[Data items]
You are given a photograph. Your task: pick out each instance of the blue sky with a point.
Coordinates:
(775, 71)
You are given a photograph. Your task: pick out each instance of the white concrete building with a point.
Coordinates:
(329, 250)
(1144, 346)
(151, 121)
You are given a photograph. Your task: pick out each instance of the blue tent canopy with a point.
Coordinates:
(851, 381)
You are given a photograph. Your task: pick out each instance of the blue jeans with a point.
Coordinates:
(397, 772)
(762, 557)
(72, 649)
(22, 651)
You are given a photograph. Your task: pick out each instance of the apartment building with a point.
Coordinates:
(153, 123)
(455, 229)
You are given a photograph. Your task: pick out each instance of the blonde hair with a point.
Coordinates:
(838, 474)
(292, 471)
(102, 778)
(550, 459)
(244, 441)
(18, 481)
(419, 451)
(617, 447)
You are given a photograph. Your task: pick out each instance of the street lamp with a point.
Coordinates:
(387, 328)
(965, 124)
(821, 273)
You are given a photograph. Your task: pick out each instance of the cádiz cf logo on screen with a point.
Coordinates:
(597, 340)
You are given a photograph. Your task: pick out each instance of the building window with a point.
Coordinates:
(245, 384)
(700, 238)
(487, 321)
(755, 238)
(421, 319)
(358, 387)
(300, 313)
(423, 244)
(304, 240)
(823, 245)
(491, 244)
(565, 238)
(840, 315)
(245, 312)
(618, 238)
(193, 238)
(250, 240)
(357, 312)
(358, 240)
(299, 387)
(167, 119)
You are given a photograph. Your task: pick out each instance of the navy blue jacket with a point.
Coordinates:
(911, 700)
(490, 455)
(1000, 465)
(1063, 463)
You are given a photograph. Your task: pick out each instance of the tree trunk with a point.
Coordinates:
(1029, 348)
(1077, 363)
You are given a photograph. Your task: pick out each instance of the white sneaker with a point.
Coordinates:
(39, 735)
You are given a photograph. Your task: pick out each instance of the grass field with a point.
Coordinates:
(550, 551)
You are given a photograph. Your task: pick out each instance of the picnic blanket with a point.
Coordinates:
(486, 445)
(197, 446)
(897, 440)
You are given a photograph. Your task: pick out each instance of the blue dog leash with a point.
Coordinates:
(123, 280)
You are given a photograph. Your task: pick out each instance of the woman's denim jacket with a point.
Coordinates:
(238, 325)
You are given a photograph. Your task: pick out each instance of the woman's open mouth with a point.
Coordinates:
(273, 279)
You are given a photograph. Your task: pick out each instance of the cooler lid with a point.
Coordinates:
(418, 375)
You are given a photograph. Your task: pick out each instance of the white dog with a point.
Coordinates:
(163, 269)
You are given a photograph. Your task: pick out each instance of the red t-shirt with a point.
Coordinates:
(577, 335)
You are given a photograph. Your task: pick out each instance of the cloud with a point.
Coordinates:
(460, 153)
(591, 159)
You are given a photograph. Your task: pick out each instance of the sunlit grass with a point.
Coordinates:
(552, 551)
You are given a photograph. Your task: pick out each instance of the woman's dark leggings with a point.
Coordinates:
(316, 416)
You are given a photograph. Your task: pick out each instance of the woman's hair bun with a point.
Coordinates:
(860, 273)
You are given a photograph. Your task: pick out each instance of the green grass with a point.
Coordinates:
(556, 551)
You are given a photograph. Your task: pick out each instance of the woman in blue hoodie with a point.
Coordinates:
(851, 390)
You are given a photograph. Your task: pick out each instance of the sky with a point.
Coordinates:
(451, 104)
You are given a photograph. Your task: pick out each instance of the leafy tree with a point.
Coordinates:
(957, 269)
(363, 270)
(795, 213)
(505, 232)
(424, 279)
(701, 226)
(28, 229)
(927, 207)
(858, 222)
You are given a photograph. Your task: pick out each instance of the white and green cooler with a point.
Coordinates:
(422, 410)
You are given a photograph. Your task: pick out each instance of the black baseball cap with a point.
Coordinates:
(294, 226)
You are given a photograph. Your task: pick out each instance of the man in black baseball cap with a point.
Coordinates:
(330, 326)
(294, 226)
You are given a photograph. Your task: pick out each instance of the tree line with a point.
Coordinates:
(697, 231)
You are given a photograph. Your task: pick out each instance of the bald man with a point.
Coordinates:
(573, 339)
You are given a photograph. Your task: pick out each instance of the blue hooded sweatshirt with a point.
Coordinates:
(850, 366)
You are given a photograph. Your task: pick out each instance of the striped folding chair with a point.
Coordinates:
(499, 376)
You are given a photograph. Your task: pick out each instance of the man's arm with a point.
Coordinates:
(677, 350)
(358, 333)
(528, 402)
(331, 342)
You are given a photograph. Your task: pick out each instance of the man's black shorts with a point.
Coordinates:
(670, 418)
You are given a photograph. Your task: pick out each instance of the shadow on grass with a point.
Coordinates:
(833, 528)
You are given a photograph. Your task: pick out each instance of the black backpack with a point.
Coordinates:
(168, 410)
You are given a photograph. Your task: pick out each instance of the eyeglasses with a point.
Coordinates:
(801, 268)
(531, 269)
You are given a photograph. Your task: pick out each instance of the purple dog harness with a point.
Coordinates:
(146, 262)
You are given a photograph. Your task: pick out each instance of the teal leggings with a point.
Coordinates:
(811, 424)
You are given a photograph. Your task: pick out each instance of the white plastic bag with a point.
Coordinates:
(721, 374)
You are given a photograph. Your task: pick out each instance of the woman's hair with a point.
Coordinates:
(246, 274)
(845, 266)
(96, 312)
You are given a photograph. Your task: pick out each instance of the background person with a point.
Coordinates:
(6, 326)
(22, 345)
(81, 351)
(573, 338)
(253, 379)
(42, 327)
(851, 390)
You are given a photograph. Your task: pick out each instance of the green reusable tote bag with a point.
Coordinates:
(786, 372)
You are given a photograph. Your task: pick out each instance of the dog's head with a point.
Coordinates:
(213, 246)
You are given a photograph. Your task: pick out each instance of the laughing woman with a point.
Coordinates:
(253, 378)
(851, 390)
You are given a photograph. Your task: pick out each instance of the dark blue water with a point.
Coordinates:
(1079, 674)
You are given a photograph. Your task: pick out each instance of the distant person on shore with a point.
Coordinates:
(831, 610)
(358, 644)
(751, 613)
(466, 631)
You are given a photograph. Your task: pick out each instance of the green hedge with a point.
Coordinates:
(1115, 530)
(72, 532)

## TASK DESCRIPTION
Reproduce the part of the listing that opens with the line containing "backpack with a point." and continues through the end of the listing, keeping every line, including the request lines. Adjust each coordinate pair by adding 15 to both of its numbers, and leave the request lines unchanged.

## TASK RESPONSE
You are given a photograph. Your task: pick out each instance of the black backpack with a point.
Coordinates:
(183, 425)
You are given a photograph. Your task: pick out each instance of the eyeglasses with a point.
Coordinates:
(816, 283)
(546, 284)
You are given a photograph. Your task: pick out each instance of the purple dog harness with a point.
Coordinates:
(161, 277)
You are given a photograph. Your task: pick out each instance of the teal leggings with a point.
Coordinates:
(826, 439)
You are given a photograph. Your task: pick out each instance of the white plastic bag with a point.
Coordinates:
(736, 389)
You are given a photograph. Your task: pick out each instance of the woman's hair with a point.
Coordinates:
(261, 289)
(860, 281)
(111, 327)
You are given a photograph. Your task: pick out each instance of the background person with a point.
Coordinates:
(21, 341)
(37, 360)
(96, 366)
(588, 353)
(268, 394)
(57, 342)
(866, 405)
You are given a photograph. Your task: pick out each instance of the green reusable tote bag with a point.
Coordinates:
(801, 387)
You are given a photograph. Your task: pick out each instance of the dog's head with a point.
Coordinates:
(228, 261)
You are given a photograph. Your task: pick out each instance of the laughing woman with a point.
Coordinates:
(268, 393)
(866, 405)
You are given a photograph. Your task: pick out each instance of the dark blue water with a point.
Coordinates:
(1094, 689)
You are given a photograph. Your task: pick out each instance of the distant person on shore with a point.
Coordinates:
(846, 625)
(373, 659)
(766, 628)
(481, 646)
You are given a photograph. Your task: pick out each instance of the green hedge with a point.
Coordinates:
(1130, 545)
(87, 547)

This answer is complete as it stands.